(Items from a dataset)
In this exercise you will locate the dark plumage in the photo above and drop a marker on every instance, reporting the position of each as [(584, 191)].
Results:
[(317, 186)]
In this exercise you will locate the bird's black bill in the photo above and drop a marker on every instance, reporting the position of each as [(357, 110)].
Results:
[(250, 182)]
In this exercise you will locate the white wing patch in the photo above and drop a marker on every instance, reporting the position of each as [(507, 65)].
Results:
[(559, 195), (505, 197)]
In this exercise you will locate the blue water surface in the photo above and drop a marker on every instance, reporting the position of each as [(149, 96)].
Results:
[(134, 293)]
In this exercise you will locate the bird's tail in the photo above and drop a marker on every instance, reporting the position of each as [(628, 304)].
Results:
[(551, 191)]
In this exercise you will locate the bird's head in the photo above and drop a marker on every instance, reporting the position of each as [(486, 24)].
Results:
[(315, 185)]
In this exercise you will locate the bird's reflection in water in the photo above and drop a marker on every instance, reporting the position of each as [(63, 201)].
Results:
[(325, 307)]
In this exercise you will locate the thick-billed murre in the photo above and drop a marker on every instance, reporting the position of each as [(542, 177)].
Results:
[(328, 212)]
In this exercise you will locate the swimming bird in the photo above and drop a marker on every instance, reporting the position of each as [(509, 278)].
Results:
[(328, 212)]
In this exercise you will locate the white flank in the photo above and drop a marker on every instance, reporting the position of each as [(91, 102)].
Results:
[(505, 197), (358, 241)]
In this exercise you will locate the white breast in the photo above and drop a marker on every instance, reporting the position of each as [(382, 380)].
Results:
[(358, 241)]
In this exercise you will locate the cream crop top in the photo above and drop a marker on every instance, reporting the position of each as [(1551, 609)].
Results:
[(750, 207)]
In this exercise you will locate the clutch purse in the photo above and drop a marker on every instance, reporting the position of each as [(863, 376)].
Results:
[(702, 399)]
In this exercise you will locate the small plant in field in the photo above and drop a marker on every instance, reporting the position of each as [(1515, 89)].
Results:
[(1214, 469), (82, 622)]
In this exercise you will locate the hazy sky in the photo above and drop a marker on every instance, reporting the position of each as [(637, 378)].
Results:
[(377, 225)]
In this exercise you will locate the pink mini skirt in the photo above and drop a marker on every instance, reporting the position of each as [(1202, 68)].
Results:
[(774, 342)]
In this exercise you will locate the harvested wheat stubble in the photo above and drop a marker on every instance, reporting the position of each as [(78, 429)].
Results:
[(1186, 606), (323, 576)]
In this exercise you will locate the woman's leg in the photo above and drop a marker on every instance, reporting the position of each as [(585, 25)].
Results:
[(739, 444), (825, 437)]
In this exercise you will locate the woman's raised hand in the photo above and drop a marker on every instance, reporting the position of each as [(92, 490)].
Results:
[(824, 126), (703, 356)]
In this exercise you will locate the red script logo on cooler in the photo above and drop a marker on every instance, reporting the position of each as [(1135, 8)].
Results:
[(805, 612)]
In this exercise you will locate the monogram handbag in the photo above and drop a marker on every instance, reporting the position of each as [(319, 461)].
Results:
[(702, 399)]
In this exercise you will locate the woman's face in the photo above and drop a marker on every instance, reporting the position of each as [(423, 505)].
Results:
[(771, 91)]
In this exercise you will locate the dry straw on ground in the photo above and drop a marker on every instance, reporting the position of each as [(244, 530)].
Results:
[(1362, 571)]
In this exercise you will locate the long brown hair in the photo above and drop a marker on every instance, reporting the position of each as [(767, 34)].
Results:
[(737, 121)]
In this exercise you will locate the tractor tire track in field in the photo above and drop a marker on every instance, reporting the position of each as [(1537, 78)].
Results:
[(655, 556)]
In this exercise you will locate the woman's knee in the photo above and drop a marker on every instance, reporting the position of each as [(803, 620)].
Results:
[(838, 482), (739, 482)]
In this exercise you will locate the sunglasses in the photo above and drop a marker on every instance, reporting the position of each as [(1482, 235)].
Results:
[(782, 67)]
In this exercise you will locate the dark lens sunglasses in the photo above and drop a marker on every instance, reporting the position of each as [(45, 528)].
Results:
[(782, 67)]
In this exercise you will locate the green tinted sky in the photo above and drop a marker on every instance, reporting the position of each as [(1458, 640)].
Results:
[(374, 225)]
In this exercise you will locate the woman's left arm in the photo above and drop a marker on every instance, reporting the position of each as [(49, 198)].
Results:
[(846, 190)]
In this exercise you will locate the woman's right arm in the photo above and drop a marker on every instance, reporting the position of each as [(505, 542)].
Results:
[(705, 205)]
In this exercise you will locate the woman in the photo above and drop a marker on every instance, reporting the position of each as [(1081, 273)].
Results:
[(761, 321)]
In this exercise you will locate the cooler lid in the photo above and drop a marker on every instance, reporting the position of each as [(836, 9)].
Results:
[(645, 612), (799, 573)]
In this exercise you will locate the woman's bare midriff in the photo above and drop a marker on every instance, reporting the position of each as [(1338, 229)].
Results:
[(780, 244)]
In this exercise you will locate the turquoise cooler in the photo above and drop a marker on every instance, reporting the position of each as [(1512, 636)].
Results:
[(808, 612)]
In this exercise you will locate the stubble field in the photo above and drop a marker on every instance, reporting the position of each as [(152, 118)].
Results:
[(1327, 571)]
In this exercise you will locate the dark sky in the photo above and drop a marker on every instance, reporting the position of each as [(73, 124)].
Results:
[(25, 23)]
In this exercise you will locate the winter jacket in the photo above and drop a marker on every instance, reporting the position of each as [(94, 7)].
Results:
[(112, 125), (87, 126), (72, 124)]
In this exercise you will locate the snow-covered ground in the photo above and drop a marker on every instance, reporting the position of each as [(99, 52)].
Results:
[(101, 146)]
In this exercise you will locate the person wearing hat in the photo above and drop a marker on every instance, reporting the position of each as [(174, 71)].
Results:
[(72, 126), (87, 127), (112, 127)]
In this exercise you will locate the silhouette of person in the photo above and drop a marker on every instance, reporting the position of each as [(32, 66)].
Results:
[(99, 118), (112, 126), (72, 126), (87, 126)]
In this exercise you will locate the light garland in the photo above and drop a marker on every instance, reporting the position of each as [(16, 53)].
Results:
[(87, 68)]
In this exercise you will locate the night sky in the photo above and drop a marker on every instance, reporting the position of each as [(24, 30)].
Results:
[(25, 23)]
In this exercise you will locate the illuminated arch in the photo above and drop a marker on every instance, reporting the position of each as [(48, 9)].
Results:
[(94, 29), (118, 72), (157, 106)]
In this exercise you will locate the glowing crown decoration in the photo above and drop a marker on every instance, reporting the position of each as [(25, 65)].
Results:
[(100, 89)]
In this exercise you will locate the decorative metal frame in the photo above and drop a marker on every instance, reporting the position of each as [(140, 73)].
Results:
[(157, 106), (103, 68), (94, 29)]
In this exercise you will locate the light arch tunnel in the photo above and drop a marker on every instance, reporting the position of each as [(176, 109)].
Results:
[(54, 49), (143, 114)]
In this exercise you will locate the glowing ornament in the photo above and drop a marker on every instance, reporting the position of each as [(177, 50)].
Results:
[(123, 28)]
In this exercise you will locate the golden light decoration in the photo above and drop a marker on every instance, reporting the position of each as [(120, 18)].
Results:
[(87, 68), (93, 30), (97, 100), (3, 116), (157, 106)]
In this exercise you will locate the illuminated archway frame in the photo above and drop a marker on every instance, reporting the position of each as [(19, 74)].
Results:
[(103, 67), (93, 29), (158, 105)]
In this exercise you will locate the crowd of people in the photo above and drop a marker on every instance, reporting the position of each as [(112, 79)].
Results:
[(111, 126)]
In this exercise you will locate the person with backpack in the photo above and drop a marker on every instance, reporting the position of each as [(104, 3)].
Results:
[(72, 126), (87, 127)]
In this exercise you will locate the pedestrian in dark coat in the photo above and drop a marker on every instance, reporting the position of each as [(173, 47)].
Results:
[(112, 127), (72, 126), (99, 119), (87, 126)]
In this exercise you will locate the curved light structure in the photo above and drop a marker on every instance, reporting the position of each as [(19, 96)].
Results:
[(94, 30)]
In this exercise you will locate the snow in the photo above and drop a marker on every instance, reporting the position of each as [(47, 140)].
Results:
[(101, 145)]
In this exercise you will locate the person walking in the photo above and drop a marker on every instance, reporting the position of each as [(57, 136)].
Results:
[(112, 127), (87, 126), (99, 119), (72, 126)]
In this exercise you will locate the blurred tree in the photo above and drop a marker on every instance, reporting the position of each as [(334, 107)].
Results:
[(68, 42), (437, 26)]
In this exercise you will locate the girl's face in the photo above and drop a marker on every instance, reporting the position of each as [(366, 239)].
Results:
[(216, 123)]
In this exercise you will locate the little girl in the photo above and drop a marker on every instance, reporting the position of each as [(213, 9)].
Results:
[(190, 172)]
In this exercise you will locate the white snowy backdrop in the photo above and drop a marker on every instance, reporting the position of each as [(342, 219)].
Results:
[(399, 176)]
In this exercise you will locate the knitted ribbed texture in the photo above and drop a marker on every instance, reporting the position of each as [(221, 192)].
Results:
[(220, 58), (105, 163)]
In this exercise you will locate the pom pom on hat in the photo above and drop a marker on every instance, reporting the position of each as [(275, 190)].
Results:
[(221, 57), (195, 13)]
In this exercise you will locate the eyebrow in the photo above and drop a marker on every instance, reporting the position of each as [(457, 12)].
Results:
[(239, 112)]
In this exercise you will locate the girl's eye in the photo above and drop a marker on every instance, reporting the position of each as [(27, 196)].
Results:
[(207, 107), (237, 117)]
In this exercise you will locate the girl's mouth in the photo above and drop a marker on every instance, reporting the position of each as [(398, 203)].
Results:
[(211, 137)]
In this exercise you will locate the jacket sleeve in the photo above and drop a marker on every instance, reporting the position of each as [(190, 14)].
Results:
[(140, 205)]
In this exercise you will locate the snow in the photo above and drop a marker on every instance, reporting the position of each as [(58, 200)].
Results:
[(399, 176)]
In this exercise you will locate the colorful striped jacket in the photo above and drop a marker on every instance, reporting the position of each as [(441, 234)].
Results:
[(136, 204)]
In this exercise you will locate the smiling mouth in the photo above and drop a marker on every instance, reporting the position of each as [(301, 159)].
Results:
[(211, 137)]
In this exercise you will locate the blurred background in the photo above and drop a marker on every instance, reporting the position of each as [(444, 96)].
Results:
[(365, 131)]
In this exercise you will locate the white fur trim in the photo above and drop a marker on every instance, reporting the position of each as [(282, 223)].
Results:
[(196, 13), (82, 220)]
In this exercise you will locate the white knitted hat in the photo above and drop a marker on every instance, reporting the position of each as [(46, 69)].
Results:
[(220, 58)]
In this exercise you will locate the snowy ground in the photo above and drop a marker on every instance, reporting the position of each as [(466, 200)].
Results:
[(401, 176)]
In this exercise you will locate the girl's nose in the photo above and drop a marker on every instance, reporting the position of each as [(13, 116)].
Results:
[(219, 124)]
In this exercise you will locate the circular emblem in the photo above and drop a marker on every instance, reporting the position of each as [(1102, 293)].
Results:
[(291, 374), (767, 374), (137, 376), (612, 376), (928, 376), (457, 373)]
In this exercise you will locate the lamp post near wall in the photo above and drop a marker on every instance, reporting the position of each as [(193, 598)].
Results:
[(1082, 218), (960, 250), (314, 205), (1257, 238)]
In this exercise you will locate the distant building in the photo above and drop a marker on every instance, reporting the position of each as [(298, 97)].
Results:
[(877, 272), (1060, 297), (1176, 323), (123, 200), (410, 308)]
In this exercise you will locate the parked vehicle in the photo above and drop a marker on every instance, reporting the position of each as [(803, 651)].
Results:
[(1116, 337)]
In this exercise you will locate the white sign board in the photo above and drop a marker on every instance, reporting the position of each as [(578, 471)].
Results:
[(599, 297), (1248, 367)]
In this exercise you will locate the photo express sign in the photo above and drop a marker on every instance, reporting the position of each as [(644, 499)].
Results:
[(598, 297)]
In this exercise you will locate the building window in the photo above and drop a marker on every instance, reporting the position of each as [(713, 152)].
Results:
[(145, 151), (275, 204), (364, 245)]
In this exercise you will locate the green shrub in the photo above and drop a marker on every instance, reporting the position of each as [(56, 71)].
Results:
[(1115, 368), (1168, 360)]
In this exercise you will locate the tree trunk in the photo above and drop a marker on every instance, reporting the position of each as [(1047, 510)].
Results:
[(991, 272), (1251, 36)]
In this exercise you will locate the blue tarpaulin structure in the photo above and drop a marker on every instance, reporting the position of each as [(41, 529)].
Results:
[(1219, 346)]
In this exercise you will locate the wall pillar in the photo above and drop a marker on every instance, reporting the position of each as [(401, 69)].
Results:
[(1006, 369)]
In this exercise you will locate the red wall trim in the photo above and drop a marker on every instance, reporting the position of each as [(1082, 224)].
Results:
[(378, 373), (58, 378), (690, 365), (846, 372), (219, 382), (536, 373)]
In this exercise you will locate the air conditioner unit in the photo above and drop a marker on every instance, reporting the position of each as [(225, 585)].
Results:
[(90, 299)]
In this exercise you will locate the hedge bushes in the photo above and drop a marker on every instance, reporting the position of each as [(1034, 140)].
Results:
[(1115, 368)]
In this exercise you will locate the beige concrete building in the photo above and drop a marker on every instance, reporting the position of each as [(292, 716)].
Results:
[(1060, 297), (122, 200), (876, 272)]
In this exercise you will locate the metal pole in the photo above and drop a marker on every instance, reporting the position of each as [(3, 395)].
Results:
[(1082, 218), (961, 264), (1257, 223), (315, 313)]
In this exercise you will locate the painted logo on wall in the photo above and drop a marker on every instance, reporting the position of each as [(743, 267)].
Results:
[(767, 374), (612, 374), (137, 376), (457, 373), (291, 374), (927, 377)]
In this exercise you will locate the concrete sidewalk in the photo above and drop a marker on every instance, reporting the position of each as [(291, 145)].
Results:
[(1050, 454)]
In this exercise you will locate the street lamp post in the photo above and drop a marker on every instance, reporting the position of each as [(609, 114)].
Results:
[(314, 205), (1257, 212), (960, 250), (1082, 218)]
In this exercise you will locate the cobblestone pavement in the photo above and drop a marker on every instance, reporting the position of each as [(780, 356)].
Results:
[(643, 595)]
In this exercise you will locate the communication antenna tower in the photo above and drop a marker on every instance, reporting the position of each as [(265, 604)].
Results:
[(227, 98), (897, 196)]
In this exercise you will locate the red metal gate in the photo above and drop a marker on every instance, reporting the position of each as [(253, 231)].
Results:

• Exercise
Please format the records, from their start through the line containing "[(559, 195), (505, 197)]", as a two-column CSV with the headers instruction and answer. Give one row per record, with each field in quotation marks and any line breaks replaced by spaces.

• Result
instruction,answer
"In this exercise you will locate the dark plumage in the photo above and drop a marker on every instance, reporting the position of each as [(584, 191)]. Results:","[(317, 186)]"
"In this exercise you will locate the bird's black bill in the photo above and drop a marker on every instance, reporting the position of each as [(357, 110)]. Results:","[(250, 182)]"
"In this exercise you will locate the white wing patch in the photo above and drop a marker on every instance, reporting the position of each as [(507, 65)]. Results:","[(559, 195), (505, 197)]"